# ACTIVITY:
All lines from the line containing "Mark one point per instance of the grey" up to and including the last line of the entries must be written out exactly, with no others.

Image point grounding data
━━━
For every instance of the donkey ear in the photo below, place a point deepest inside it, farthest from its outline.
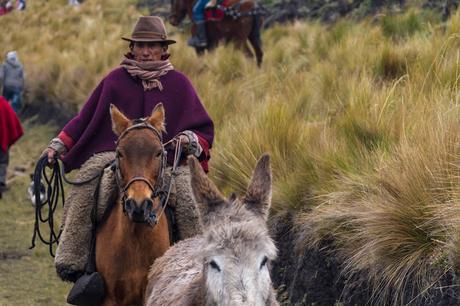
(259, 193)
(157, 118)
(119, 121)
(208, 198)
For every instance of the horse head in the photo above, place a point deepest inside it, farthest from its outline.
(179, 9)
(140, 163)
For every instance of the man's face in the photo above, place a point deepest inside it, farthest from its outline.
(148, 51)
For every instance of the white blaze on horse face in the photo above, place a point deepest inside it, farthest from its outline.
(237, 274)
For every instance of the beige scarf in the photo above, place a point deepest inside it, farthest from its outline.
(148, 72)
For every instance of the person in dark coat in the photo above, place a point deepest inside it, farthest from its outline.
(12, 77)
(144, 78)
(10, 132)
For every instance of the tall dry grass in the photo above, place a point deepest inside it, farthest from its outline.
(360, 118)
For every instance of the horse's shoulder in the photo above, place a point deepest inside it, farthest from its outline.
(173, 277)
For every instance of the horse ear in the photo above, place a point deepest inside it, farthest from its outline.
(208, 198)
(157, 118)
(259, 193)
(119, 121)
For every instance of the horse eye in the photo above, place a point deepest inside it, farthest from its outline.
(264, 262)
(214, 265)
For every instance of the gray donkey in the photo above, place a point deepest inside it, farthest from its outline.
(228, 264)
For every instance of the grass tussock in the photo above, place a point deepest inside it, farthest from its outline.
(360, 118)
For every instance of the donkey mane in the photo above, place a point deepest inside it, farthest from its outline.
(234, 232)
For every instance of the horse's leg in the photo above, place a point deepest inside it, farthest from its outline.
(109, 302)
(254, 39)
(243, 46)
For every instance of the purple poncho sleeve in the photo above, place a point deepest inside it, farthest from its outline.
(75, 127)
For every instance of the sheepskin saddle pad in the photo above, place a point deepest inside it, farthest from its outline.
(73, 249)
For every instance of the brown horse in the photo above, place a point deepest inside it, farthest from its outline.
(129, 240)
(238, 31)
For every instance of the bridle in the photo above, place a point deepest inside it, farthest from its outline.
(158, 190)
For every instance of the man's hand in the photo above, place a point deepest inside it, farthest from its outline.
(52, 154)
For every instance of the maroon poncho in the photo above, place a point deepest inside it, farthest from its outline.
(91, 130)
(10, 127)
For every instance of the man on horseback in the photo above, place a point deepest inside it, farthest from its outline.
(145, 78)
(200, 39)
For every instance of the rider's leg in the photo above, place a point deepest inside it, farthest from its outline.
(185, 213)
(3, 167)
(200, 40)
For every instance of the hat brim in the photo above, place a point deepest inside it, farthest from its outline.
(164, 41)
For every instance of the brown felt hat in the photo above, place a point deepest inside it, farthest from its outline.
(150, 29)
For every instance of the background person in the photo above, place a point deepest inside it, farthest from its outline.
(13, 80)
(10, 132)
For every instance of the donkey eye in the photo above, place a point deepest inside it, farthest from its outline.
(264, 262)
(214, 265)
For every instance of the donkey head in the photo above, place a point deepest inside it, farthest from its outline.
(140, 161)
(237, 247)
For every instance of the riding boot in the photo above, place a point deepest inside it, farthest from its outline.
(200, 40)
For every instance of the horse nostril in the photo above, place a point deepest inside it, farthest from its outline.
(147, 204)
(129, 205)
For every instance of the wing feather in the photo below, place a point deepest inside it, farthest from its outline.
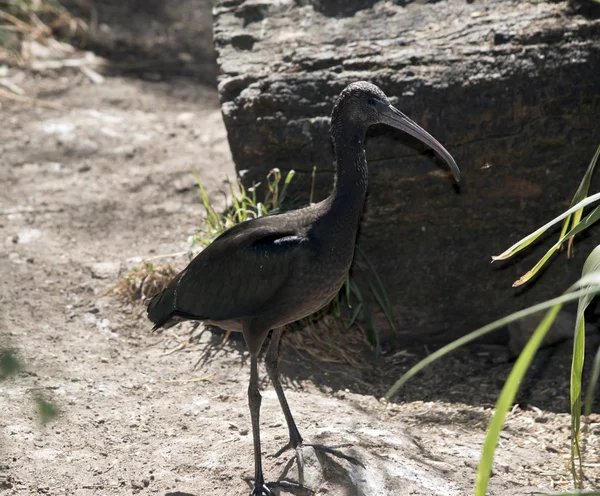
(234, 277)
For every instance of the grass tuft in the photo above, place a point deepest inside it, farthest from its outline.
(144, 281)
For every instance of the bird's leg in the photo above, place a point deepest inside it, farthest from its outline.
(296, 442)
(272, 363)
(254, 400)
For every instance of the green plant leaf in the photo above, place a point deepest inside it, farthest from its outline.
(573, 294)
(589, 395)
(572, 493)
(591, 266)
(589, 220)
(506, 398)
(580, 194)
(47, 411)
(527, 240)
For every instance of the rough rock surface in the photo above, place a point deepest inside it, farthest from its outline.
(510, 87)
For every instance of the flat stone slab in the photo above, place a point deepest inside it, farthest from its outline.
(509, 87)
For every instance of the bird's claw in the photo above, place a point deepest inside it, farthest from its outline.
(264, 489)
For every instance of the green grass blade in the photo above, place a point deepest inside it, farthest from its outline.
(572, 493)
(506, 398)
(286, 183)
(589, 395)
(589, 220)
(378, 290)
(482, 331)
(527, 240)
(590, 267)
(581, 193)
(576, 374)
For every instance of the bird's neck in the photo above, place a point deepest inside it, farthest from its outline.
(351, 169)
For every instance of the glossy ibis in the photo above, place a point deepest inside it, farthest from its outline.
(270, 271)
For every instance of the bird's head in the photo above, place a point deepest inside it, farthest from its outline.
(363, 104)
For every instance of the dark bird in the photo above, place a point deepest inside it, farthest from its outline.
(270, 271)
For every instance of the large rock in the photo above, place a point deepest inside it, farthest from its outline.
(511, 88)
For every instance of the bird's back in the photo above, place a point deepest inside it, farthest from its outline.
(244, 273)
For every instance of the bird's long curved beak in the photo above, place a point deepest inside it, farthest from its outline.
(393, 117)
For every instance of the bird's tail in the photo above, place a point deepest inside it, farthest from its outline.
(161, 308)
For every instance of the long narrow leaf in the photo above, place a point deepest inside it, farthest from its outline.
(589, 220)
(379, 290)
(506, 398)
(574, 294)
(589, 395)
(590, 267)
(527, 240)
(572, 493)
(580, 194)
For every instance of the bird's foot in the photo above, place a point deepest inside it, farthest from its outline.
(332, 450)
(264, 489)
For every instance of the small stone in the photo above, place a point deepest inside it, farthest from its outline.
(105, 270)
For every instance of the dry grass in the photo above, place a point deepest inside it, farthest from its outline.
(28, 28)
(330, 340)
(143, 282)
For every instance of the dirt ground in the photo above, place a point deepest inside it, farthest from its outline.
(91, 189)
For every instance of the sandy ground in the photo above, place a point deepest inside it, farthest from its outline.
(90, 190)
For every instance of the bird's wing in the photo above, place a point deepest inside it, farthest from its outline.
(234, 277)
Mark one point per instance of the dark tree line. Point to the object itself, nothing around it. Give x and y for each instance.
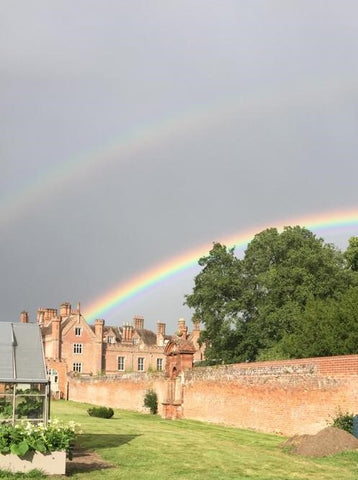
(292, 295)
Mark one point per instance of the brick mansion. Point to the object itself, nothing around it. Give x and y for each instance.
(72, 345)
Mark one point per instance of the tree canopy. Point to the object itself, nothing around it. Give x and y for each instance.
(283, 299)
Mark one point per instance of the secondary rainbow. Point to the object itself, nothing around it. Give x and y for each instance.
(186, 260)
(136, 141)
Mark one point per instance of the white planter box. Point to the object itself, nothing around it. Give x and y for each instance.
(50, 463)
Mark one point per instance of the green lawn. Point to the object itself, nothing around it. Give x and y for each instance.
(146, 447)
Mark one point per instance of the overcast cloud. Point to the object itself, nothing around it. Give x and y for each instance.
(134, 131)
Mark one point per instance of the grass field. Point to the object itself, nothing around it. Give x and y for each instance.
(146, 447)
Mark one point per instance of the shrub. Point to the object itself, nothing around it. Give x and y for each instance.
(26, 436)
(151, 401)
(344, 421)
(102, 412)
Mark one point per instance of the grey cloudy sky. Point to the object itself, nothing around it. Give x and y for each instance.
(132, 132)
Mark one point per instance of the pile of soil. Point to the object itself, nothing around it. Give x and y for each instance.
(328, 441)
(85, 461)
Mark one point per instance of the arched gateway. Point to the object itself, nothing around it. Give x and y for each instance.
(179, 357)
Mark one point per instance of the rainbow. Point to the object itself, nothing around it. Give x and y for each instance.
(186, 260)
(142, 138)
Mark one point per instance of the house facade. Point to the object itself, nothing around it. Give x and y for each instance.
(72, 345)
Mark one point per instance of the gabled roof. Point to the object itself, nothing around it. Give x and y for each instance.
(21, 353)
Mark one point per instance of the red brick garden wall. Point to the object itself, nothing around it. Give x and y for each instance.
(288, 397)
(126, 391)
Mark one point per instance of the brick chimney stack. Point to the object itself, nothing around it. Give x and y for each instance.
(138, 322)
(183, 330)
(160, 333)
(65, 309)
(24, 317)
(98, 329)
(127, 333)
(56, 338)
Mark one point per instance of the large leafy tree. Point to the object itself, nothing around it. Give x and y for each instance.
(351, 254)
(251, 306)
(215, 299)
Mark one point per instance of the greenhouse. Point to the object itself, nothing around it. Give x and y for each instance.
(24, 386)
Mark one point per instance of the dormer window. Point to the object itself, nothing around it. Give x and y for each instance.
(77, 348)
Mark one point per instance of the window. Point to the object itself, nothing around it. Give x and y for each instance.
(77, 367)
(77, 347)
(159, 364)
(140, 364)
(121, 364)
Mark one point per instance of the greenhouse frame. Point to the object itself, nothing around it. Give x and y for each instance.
━━━
# RESPONSE TO THIS EXERCISE:
Mark one point per instance of the grey cloudy sky. Point to the object itself, nothing around it. Give x and y for each instance.
(132, 132)
Mark one point per instance of the pile of soil. Point to the object itself, nothing around it. Give x and y for each instance.
(328, 441)
(85, 461)
Mark one point per instance of the arched gateway. Point to the object itself, nothing around it. Give x and y for each instance.
(179, 357)
Mark one point per instance of the rainbow. Point to the object itself, nothing around it. Give x and y for each instance.
(186, 260)
(142, 138)
Mark one point per instance of the house facade. Point to the object itself, nothing around it. Give x and y for each instance.
(72, 345)
Mark one point per instance of the gabled roof. Point to the object itself, nothing around it. Give x and y for each instance.
(21, 353)
Mark one point per instance of the red brick garden wall. Point to the object itself, nothing around it. Give x and y for each instance.
(288, 397)
(126, 391)
Mark one point per instance of the brick chimney stack. Point to the object itself, nothing around it. Give x and y for each instance.
(138, 322)
(183, 330)
(160, 333)
(65, 309)
(24, 317)
(98, 329)
(127, 333)
(56, 338)
Mark one point per instance of the large leafy tree. Point to the object itself, nothing around it. Give x and y for each instance.
(351, 254)
(251, 306)
(215, 299)
Mark one point per instance of the greenhouse. Point to the object itself, nothing around it. Give x and y for each instance.
(24, 386)
Mark one point per instance of the dormer window. Point to the object itself, nothing around it. Give x and y for each instance.
(77, 348)
Mark one point per instance of the window. Point to the object itself, nothing around it. Give x and y for each instance.
(77, 367)
(77, 347)
(159, 364)
(140, 364)
(121, 364)
Mark one point per instance of the greenhouse frame. Point to the object itself, nothing around it. Give x and y for each instance.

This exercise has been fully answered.